== Segment start ==

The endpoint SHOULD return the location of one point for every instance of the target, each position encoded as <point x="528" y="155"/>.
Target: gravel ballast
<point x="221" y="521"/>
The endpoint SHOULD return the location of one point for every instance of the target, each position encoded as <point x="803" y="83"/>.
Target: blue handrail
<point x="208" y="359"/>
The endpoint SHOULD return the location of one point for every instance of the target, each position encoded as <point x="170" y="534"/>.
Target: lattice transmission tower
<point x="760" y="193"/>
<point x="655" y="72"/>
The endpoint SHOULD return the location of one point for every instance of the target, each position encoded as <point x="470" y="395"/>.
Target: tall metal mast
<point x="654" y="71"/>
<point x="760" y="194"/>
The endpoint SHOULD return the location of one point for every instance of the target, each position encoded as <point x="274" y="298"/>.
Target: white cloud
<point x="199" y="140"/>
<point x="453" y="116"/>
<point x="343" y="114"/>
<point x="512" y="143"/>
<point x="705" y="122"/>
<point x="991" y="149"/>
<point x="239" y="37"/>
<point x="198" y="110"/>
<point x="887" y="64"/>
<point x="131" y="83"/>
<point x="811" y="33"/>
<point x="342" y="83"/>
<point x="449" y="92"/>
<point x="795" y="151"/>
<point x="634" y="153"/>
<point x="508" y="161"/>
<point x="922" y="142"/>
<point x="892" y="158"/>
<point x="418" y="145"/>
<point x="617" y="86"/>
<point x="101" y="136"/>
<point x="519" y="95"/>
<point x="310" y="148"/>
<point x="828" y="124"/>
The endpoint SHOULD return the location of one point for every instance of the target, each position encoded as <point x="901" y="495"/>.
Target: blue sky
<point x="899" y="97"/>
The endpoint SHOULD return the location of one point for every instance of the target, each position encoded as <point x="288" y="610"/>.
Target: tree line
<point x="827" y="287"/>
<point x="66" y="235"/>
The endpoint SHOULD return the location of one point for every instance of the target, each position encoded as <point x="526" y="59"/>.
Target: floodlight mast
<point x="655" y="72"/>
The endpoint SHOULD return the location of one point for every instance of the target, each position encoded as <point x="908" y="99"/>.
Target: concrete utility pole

== Segment end ==

PROBLEM DESCRIPTION = All records above are to be printed exactly, with nothing omitted.

ANSWER SPACE =
The endpoint SHOULD return the location of one point for every instance of the target, each position encoded as <point x="528" y="155"/>.
Target: gravel ballast
<point x="221" y="521"/>
The endpoint SHOULD return the location of one point for every instance of the target, each position encoded as <point x="803" y="83"/>.
Target: blue handrail
<point x="208" y="359"/>
The endpoint SHOULD return the location of one point for every instance of the target, each position encoded as <point x="170" y="534"/>.
Target: lattice transmission tower
<point x="760" y="193"/>
<point x="655" y="72"/>
The endpoint SHOULD return the location of one point for every instance of the target, each position encoded as <point x="470" y="395"/>.
Target: tall metal mast
<point x="654" y="71"/>
<point x="760" y="194"/>
The endpoint SHOULD return the location of one point for every instance of the target, each position encoded as <point x="274" y="298"/>.
Target: white cloud
<point x="199" y="140"/>
<point x="453" y="116"/>
<point x="343" y="114"/>
<point x="512" y="143"/>
<point x="705" y="122"/>
<point x="991" y="149"/>
<point x="239" y="37"/>
<point x="198" y="110"/>
<point x="887" y="64"/>
<point x="131" y="83"/>
<point x="811" y="33"/>
<point x="342" y="83"/>
<point x="449" y="92"/>
<point x="795" y="151"/>
<point x="634" y="153"/>
<point x="508" y="161"/>
<point x="922" y="142"/>
<point x="892" y="158"/>
<point x="418" y="145"/>
<point x="617" y="86"/>
<point x="101" y="136"/>
<point x="519" y="95"/>
<point x="310" y="148"/>
<point x="828" y="124"/>
The endpoint SHOULD return the location of one point for every instance of the target, each position encoded as <point x="901" y="495"/>.
Target: blue sky
<point x="899" y="97"/>
The endpoint SHOULD return the location of one point for every instance of the target, each position encoded as <point x="288" y="610"/>.
Target: tree line
<point x="827" y="287"/>
<point x="66" y="235"/>
The endpoint SHOULD return the location of one point for every instance of the target, each position encoded as <point x="526" y="59"/>.
Target: floodlight mast
<point x="655" y="72"/>
The endpoint SHOULD return the location of one point for every instance of the target, each position encoded as <point x="908" y="99"/>.
Target: concrete utility pole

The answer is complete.